[Records excerpted from a collection]
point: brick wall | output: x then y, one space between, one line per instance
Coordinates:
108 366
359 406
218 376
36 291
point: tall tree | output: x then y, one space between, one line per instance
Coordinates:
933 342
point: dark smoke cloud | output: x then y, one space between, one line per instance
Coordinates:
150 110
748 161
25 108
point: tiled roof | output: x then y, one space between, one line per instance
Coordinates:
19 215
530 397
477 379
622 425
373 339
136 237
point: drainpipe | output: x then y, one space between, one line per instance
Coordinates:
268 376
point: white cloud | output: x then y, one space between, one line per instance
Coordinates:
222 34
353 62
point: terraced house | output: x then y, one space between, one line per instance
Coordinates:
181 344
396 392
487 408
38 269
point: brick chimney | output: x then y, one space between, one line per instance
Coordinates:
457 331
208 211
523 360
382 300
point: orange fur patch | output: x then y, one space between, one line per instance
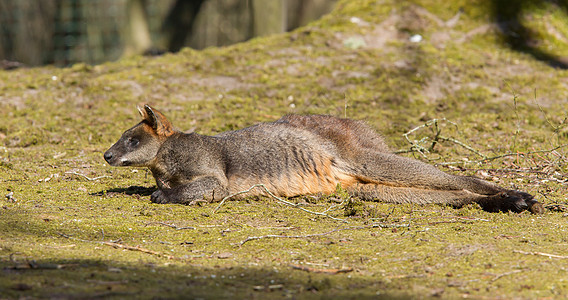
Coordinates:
296 182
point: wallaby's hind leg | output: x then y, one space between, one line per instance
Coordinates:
393 178
503 201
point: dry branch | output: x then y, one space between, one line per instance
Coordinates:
505 274
121 246
325 271
541 254
86 177
175 227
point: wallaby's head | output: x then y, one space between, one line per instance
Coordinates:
139 145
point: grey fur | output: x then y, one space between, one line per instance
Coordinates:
293 156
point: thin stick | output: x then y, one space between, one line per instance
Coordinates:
505 274
507 155
325 271
541 254
279 200
84 176
175 227
121 246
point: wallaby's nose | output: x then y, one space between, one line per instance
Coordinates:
108 156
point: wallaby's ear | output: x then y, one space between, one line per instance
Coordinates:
157 120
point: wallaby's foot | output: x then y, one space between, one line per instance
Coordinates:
511 200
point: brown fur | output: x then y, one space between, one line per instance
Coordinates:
296 155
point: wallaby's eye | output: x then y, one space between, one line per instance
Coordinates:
133 142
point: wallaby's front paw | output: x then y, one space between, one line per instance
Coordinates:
514 201
158 197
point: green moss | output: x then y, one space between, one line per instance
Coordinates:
59 121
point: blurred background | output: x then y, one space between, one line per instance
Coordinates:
64 32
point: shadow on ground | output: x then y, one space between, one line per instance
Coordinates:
519 37
89 279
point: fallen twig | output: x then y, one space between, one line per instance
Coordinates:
541 254
138 248
279 200
325 271
175 227
86 177
121 246
505 274
374 225
506 155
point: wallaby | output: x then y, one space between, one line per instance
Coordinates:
296 155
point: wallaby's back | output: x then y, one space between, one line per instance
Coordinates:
292 156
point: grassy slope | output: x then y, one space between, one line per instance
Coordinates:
55 121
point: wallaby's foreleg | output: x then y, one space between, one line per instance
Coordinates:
203 188
504 201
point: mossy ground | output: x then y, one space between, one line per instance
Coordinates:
58 228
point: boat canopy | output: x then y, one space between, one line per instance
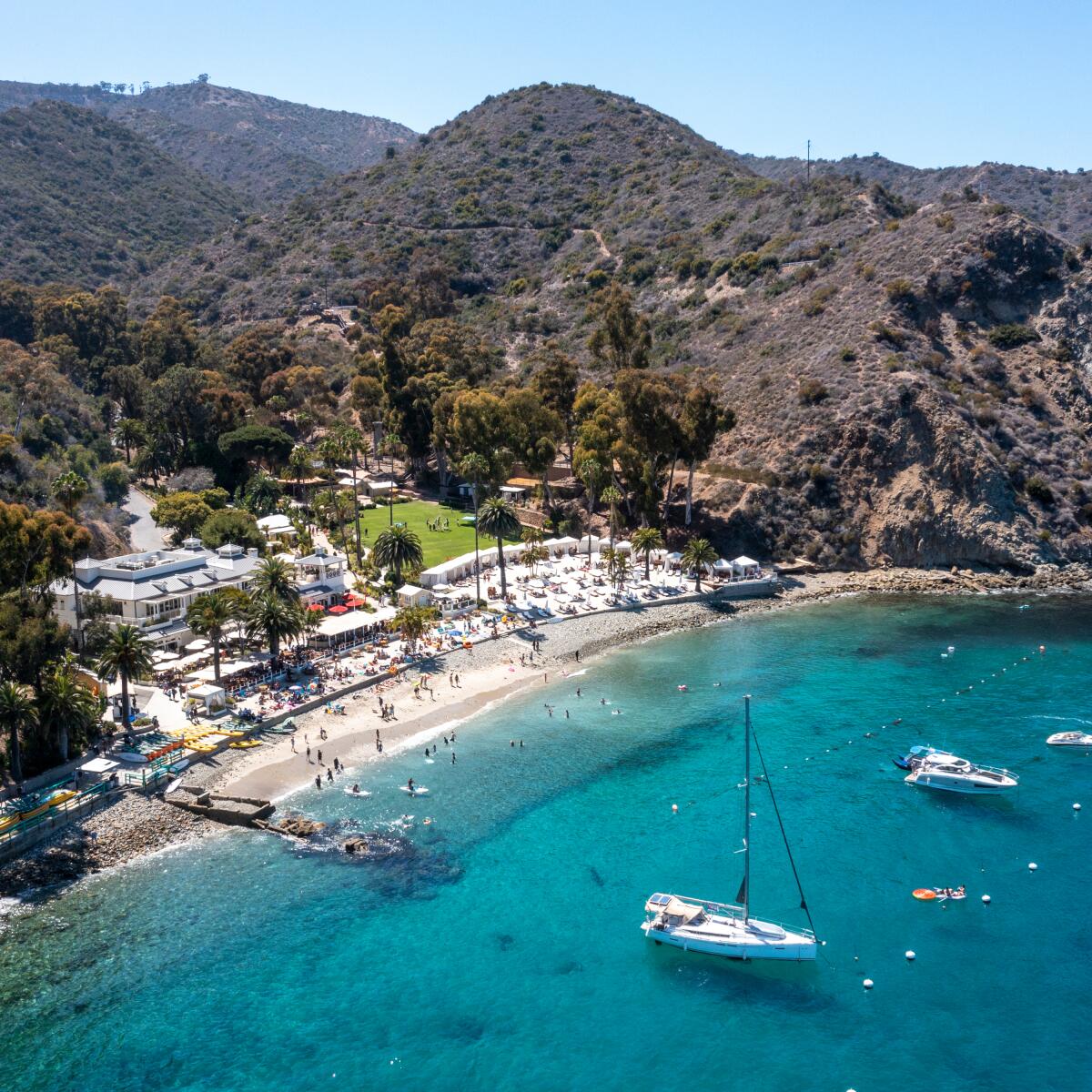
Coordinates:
672 907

● Aim:
Exactly as written, give again every line from the one containing "point: fallen twig" through the last line of the material, both included, with the pictures left out.

● Task response:
point: fallen twig | output: x then y, one space between, one line per instance
Coordinates:
541 254
138 248
279 200
325 271
175 227
86 177
121 246
505 274
374 225
506 155
point: wallaby | output: x then y, one space between, one line per instance
Coordinates:
296 155
point: wallaby's back | output: x then y, one space between, one line per instance
Coordinates:
292 156
point: grassy slope | output: x then y, one space between, one line per instance
Coordinates:
55 121
point: wallaby's foreleg | output: x then y, one space between, one line per instance
Coordinates:
203 188
504 201
point: mossy ground | output: x then y, one space between, one line per instance
Coordinates:
58 228
point: boat canopy | output: x then y, one space between, one line per instance
Coordinates:
672 907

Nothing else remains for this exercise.